Natural language region descriptions:
* * * * * * *

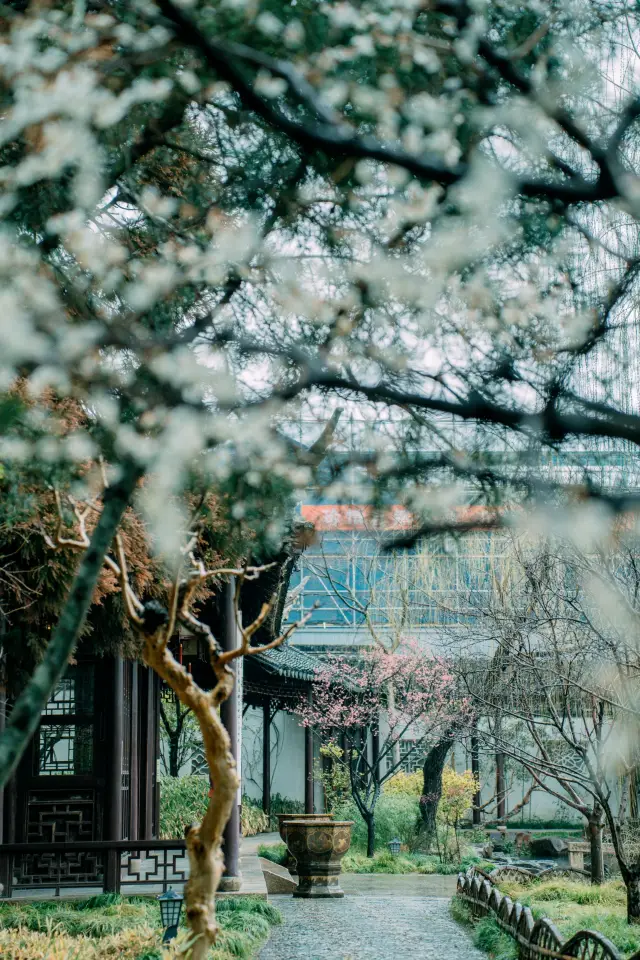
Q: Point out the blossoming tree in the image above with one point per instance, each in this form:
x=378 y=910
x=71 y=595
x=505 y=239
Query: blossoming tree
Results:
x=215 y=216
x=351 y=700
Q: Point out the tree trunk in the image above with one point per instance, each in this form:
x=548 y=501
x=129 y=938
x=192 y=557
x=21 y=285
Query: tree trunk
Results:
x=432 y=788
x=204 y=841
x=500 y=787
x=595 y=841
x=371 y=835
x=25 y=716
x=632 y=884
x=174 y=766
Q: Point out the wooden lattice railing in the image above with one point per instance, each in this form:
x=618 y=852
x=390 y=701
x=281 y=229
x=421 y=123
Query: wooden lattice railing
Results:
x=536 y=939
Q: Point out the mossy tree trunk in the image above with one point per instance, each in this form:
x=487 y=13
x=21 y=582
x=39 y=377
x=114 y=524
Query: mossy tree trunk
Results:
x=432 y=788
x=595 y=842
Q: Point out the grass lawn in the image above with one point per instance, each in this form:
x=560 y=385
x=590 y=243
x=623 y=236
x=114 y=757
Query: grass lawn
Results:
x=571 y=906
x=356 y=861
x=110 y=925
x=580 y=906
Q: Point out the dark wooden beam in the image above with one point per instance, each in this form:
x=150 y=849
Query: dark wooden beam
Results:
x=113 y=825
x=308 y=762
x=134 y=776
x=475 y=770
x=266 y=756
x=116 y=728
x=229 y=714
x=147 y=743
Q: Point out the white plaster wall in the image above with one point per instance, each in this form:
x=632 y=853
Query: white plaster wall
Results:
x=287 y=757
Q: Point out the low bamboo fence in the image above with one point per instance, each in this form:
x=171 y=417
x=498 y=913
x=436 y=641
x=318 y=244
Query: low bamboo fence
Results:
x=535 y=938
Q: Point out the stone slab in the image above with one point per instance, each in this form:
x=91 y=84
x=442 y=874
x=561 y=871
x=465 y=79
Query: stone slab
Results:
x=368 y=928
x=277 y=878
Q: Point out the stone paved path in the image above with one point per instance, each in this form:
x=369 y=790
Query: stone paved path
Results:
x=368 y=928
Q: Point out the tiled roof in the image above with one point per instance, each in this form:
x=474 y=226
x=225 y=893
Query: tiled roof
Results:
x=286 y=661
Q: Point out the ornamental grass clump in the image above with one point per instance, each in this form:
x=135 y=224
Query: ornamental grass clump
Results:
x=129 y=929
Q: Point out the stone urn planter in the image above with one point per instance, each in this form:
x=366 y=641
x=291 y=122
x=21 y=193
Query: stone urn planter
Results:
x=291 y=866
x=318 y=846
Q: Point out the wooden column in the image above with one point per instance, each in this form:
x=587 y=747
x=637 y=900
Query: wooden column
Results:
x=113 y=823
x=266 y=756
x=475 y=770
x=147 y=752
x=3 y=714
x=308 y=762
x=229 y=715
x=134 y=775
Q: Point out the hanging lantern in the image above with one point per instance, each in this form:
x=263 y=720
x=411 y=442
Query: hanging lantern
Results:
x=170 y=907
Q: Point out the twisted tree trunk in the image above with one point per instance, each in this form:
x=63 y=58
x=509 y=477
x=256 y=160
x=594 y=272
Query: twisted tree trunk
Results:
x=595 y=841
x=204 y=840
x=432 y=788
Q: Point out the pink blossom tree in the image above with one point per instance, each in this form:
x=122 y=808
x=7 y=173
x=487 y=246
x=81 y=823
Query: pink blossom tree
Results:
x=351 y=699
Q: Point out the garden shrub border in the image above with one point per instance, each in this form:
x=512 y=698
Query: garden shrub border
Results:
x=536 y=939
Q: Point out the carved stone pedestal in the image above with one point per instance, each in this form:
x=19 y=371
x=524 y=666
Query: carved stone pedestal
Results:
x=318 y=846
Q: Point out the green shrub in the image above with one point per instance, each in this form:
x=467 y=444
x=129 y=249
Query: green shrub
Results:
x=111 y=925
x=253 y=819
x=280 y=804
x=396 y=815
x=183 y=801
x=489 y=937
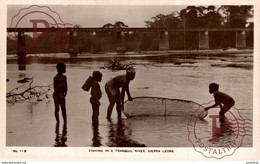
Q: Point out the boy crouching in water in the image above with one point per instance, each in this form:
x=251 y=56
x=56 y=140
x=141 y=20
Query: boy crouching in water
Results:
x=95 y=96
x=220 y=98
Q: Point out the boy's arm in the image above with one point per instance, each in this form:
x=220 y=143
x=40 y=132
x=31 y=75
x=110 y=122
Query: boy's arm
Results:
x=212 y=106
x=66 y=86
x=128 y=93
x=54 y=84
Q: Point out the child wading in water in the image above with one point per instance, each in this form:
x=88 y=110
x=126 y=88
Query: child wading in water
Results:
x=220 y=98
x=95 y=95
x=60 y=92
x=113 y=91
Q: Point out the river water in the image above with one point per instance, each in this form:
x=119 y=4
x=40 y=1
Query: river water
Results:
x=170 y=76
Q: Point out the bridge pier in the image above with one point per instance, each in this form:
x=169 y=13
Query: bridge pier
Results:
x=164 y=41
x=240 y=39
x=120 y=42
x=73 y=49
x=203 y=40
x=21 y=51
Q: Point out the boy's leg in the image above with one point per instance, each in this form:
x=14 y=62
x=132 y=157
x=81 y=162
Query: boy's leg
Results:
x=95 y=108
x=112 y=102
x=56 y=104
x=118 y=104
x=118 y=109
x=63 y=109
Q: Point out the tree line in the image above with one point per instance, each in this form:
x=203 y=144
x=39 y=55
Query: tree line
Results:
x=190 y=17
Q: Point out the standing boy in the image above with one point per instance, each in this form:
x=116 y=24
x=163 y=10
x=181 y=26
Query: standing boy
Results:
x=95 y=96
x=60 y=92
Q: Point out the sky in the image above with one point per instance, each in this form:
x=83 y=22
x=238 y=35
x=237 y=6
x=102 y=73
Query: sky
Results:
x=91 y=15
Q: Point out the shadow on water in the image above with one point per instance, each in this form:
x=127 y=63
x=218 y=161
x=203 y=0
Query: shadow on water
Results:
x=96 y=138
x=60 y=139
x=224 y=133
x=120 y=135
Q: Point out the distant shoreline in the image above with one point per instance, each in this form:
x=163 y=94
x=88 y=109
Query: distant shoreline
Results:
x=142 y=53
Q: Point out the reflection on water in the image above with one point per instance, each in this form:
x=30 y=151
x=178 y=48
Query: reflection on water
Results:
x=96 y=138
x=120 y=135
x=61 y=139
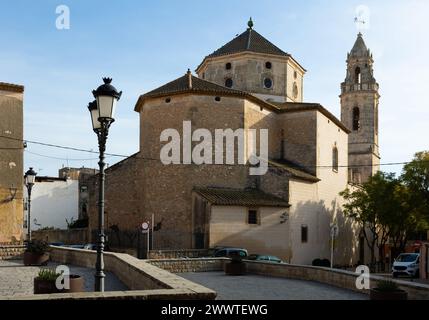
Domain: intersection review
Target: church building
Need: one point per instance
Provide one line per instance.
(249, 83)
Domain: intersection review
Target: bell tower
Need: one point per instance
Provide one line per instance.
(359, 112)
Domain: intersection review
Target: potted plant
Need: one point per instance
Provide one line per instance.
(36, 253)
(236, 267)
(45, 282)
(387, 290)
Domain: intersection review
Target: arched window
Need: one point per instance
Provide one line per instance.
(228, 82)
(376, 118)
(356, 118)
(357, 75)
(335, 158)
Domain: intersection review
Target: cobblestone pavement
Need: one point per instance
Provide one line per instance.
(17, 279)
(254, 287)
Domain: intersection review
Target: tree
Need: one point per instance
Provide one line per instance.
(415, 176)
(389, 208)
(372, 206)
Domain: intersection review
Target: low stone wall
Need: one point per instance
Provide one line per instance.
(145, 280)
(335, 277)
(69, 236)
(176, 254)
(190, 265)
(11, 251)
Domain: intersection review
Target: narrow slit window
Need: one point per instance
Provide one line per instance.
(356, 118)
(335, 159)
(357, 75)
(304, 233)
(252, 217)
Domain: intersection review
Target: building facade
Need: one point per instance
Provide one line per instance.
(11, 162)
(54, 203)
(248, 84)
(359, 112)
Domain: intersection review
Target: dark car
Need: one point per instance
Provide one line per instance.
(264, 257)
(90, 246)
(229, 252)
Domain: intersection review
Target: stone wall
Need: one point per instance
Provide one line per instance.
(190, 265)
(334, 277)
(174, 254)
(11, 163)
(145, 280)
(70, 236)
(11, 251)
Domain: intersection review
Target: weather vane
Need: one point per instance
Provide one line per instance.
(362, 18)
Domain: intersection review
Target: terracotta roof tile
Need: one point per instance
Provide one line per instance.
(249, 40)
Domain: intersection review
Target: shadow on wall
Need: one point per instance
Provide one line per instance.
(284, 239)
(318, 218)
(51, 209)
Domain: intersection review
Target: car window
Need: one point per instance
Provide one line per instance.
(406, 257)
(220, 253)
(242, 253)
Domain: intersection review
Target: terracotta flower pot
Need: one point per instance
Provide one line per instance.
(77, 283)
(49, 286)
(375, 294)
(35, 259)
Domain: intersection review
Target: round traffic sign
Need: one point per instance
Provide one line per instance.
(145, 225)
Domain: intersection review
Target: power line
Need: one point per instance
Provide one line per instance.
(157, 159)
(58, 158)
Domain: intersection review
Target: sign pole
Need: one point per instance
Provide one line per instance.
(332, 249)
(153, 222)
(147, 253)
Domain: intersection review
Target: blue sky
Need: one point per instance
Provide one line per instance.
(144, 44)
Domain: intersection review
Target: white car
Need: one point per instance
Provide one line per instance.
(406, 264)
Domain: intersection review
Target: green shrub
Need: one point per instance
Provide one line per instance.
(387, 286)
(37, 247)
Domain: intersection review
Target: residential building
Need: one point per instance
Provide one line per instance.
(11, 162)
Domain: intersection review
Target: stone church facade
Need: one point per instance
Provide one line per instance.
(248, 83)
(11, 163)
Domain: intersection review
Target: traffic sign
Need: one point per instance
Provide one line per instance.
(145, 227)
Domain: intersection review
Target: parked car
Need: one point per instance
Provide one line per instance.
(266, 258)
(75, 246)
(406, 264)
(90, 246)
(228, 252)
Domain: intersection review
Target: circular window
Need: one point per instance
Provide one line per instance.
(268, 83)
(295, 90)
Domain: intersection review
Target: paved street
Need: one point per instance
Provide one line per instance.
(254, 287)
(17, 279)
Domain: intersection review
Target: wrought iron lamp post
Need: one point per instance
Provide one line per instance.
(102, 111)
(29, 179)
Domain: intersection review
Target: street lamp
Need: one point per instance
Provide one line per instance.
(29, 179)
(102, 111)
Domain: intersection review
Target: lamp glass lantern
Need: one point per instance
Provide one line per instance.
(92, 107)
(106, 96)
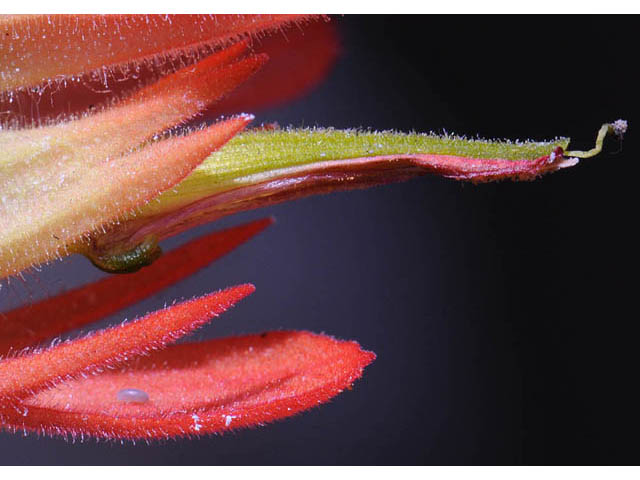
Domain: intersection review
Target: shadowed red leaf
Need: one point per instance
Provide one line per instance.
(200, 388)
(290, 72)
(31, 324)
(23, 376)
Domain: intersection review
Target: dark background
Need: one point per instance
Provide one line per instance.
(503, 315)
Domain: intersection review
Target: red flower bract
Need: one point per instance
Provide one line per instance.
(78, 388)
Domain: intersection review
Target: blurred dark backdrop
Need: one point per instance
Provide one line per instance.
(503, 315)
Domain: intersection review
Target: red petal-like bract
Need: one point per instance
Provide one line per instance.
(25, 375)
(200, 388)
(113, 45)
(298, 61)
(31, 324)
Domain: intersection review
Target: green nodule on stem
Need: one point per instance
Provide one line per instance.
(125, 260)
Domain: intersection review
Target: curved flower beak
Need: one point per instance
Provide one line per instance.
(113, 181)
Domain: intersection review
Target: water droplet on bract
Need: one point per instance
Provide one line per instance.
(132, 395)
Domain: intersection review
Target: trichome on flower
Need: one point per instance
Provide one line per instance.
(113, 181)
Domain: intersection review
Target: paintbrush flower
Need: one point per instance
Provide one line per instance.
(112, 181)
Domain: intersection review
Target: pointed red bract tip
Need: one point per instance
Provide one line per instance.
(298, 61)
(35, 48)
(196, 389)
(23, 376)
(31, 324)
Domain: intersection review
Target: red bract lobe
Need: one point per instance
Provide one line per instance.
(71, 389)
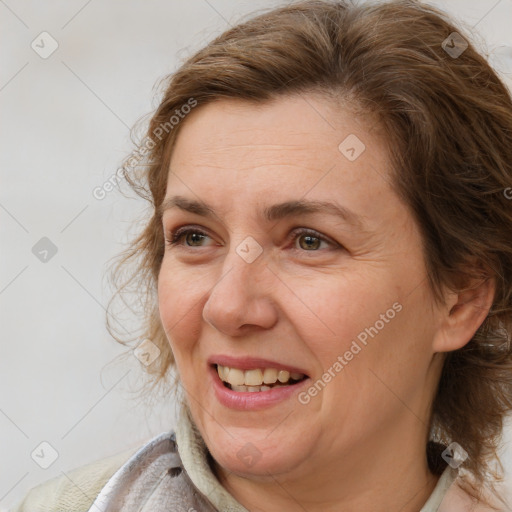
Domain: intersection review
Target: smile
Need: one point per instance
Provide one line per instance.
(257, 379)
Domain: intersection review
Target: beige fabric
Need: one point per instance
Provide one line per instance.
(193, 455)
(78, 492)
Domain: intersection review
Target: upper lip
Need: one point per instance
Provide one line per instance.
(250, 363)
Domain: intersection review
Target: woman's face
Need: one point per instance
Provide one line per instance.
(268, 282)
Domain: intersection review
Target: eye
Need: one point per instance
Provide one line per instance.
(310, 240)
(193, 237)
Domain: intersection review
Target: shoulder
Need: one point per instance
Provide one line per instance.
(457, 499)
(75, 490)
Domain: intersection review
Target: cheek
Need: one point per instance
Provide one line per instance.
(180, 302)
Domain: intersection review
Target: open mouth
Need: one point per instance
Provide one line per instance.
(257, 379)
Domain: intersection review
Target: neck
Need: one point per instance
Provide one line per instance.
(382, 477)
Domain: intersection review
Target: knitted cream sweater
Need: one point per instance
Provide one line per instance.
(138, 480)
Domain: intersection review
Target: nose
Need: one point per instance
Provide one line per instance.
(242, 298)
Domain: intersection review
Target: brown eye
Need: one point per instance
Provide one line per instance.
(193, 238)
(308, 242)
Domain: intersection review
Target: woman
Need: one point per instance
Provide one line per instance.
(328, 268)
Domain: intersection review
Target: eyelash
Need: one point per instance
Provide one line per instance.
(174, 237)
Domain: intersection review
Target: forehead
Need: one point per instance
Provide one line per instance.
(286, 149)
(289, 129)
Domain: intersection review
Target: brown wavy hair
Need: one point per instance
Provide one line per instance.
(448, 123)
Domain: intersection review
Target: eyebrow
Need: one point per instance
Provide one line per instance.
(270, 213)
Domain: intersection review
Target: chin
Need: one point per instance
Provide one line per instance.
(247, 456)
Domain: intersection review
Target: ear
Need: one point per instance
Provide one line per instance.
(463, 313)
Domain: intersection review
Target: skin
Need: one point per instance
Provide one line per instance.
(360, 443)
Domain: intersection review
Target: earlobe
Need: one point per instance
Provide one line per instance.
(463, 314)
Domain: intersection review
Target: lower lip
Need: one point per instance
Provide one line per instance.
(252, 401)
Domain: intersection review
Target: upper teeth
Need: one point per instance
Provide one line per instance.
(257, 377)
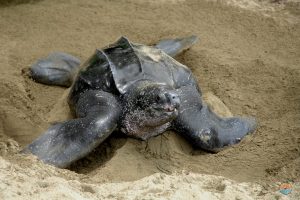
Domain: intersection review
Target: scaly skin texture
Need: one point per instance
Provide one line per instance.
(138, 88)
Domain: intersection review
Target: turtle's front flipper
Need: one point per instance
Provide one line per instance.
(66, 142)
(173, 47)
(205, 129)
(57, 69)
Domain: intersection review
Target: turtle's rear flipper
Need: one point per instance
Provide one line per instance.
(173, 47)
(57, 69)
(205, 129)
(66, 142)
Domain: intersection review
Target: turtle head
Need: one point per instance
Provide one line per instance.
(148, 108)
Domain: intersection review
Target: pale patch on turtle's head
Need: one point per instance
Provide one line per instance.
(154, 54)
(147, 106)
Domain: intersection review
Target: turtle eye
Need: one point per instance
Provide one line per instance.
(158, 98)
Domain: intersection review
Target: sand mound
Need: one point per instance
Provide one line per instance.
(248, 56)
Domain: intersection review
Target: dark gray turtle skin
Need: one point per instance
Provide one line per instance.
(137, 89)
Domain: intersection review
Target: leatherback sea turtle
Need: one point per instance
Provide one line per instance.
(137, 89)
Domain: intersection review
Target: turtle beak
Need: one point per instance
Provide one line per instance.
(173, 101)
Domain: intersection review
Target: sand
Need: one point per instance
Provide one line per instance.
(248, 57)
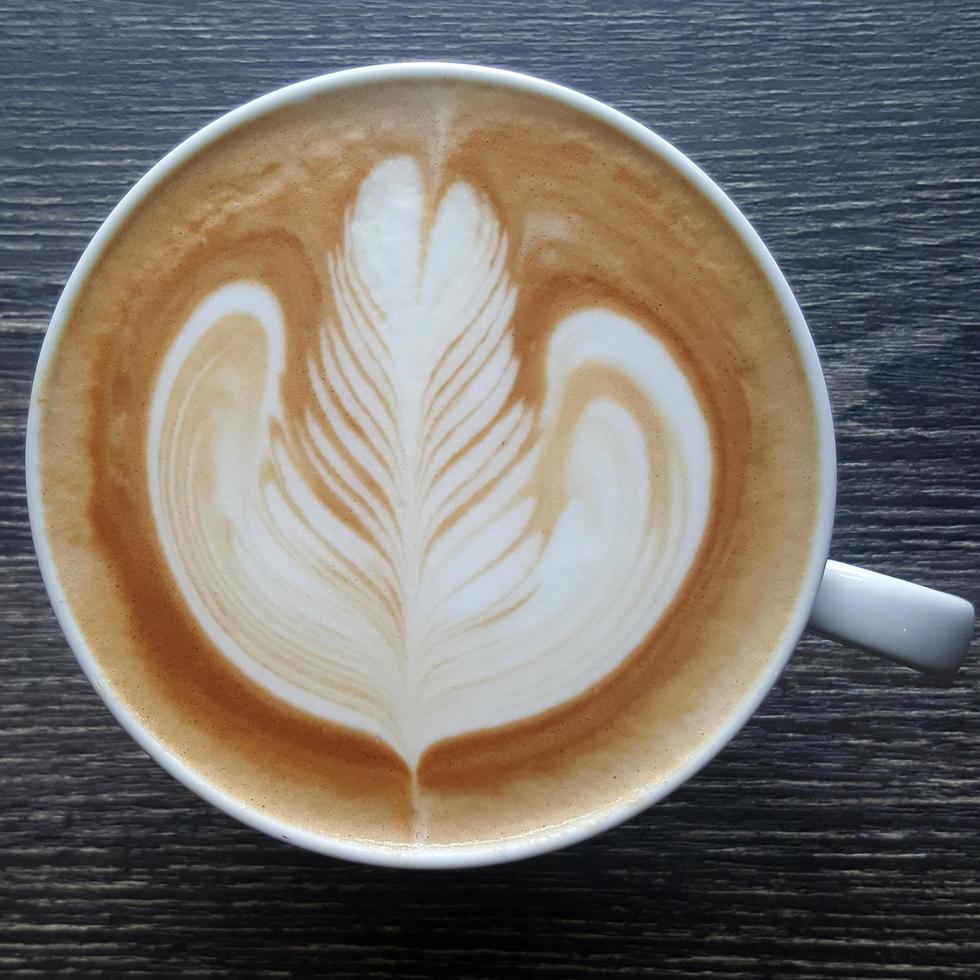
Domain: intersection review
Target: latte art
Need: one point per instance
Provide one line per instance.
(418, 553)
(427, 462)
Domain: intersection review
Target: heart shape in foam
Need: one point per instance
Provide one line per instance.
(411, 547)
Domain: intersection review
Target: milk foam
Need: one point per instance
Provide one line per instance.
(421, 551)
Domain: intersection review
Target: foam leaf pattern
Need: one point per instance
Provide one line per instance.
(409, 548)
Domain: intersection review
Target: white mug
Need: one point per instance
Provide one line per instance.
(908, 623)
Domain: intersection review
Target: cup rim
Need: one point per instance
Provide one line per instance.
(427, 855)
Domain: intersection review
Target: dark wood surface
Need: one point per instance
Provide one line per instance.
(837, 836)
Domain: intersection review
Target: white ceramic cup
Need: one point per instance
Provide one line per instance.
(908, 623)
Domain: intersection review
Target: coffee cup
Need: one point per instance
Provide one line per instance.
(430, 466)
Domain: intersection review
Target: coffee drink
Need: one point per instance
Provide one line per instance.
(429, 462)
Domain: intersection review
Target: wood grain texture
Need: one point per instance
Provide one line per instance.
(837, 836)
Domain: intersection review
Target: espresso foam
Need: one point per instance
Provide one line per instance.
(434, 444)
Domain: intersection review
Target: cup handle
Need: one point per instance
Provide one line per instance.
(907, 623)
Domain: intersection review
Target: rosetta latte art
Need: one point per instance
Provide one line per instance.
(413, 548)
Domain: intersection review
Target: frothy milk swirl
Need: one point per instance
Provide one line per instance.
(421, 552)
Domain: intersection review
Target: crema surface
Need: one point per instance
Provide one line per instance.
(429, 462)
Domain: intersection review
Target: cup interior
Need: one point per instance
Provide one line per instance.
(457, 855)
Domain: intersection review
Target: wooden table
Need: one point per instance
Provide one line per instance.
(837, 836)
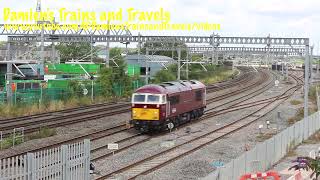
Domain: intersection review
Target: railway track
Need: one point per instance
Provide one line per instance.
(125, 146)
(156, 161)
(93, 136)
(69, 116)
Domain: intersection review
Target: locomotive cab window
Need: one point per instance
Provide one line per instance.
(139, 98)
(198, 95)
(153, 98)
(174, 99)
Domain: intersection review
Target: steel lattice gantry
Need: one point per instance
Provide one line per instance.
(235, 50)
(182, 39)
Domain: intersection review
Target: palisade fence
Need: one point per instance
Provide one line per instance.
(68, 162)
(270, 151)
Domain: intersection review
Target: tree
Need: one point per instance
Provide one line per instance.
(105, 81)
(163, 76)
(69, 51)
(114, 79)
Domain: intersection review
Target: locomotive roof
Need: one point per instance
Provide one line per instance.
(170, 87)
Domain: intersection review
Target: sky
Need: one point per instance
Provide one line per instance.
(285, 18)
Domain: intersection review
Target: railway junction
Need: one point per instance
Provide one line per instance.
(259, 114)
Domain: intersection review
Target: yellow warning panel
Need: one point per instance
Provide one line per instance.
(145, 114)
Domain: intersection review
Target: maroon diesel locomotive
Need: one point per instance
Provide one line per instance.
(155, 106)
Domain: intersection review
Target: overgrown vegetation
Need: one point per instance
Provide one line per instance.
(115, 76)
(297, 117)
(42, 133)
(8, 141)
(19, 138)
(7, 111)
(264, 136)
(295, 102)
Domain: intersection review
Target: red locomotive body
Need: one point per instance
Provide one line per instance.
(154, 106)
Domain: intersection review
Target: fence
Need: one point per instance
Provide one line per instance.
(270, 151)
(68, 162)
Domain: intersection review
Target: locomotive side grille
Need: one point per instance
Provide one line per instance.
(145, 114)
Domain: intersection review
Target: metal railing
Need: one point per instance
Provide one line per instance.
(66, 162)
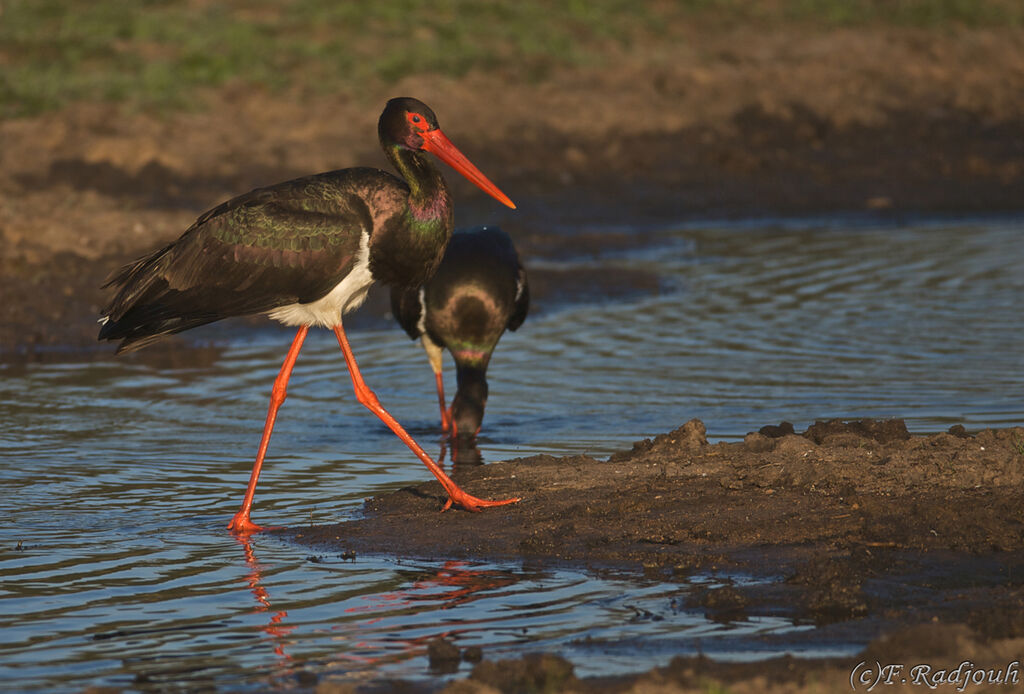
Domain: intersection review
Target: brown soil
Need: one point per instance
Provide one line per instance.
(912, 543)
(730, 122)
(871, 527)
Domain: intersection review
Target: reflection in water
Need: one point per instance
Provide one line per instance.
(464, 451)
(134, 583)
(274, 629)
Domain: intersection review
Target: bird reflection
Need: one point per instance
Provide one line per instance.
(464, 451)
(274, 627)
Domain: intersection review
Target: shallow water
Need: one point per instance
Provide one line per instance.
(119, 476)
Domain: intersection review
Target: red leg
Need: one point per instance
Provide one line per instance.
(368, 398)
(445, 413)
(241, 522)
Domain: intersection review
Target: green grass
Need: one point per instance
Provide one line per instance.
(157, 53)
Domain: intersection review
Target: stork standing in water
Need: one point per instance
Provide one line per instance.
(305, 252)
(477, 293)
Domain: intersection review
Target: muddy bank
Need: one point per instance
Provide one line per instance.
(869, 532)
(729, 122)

* * * * * * *

WORK TO BE COMPLETED: What lines above hold the word "reflection"? List them all.

TASK ANSWER:
Q: Point out the reflection on water in the image above with one point per instance, each in this form:
Query: reflection on water
Target: reflection in water
Target: bird reflection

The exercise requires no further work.